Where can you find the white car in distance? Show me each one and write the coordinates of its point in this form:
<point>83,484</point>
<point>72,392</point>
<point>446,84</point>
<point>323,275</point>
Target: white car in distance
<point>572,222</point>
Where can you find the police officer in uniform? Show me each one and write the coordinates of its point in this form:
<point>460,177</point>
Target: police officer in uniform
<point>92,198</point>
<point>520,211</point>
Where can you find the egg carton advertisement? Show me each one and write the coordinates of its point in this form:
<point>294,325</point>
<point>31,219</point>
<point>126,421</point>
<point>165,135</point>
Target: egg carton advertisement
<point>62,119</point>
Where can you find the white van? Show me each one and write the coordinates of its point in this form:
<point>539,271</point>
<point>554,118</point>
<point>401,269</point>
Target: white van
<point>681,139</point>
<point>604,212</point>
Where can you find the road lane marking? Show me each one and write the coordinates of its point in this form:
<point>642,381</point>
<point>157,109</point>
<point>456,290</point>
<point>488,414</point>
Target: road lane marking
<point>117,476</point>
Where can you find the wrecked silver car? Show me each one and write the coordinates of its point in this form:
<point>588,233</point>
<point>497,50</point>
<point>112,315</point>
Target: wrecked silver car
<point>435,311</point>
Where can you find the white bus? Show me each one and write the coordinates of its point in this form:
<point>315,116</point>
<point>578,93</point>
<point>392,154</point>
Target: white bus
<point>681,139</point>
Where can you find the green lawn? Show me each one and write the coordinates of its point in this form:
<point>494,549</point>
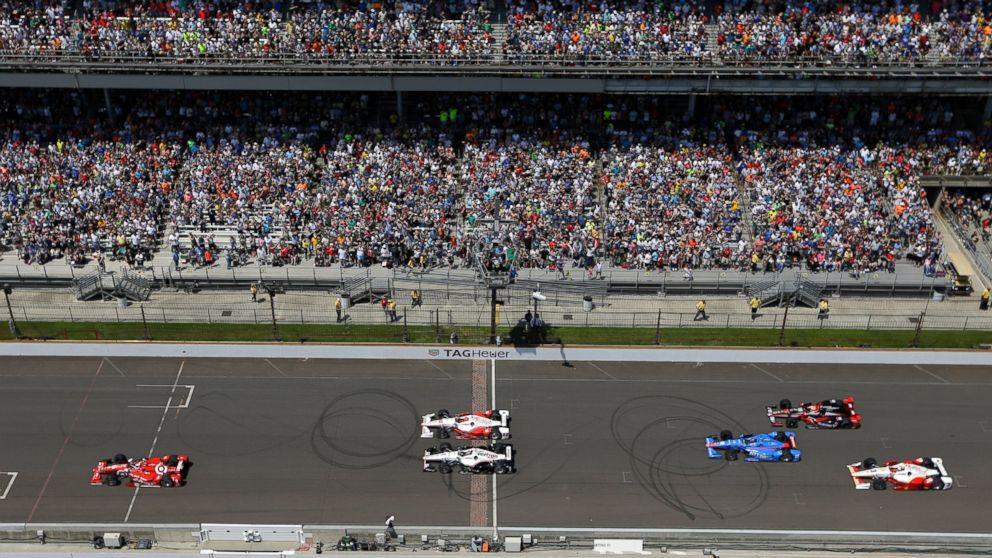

● ● ● ● ● ● ●

◆ Exercício proposto
Formate todo o material acima como uma tabela Markdown de duas colunas, "Nº" com o número de cada linha e "Linha" com o texto dela, deixando de fora as linhas em branco. Não inclua as imagens na resposta.

◆ Tarefa concluída
| Nº | Linha |
|---|---|
| 1 | Where can you find the white car in distance? Show me each one and write the coordinates of its point in this form: |
| 2 | <point>83,484</point> |
| 3 | <point>72,392</point> |
| 4 | <point>446,84</point> |
| 5 | <point>323,275</point> |
| 6 | Target: white car in distance |
| 7 | <point>572,222</point> |
| 8 | Where can you find the police officer in uniform? Show me each one and write the coordinates of its point in this form: |
| 9 | <point>460,177</point> |
| 10 | Target: police officer in uniform |
| 11 | <point>92,198</point> |
| 12 | <point>520,211</point> |
| 13 | Where can you find the egg carton advertisement? Show me each one and write the coordinates of its point in this form: |
| 14 | <point>294,325</point> |
| 15 | <point>31,219</point> |
| 16 | <point>126,421</point> |
| 17 | <point>165,135</point> |
| 18 | Target: egg carton advertisement |
| 19 | <point>62,119</point> |
| 20 | Where can you find the white van? Show me each one and write the coordinates of its point in this form: |
| 21 | <point>539,271</point> |
| 22 | <point>554,118</point> |
| 23 | <point>401,269</point> |
| 24 | Target: white van |
| 25 | <point>681,139</point> |
| 26 | <point>604,212</point> |
| 27 | Where can you find the road lane marking? Show me each one and write the coordinates of its point in this form: |
| 28 | <point>642,381</point> |
| 29 | <point>157,109</point> |
| 30 | <point>456,290</point> |
| 31 | <point>488,414</point> |
| 32 | Target: road lane marking |
| 33 | <point>117,476</point> |
| 34 | Where can you find the wrecked silver car? Show me each one and write the coordinates of its point in this form: |
| 35 | <point>588,233</point> |
| 36 | <point>497,50</point> |
| 37 | <point>112,315</point> |
| 38 | Target: wrecked silver car |
| 39 | <point>435,311</point> |
| 40 | Where can you find the white bus? Show me each one and write the coordinates of its point in this form: |
| 41 | <point>315,116</point> |
| 42 | <point>578,93</point> |
| 43 | <point>392,154</point> |
| 44 | Target: white bus |
| 45 | <point>681,139</point> |
| 46 | Where can you find the green lawn? Show me each one and write the coordinates of its point in this form: |
| 47 | <point>494,549</point> |